TASK TO CARRY OUT »
Tally up the lines below with "backrest" in them. Answer with the number only.

____

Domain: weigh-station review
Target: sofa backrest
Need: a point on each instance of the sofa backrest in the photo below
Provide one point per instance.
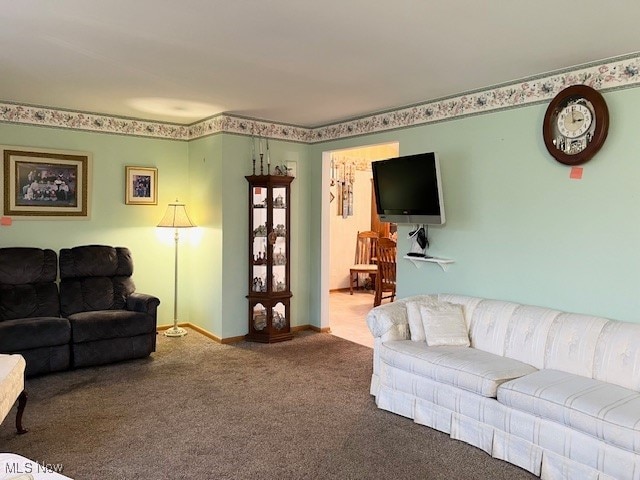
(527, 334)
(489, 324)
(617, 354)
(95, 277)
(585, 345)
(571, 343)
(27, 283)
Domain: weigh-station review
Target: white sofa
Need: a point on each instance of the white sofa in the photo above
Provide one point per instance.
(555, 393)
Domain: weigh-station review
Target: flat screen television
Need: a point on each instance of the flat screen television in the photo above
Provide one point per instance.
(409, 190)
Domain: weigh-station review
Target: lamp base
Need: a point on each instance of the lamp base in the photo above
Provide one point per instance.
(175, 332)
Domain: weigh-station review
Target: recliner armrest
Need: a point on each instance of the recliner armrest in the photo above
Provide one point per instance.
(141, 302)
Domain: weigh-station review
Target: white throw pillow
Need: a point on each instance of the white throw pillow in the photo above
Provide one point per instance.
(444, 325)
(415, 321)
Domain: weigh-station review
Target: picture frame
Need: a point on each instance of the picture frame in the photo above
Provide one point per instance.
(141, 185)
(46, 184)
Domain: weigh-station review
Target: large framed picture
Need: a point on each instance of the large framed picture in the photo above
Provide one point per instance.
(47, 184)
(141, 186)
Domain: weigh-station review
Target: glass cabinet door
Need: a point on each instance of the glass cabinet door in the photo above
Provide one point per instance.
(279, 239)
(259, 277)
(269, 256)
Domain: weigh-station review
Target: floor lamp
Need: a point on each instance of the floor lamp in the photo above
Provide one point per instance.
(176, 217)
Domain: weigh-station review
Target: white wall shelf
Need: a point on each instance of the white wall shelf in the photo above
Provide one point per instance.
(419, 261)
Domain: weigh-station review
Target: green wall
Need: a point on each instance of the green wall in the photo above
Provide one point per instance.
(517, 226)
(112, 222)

____

TASK ANSWER »
2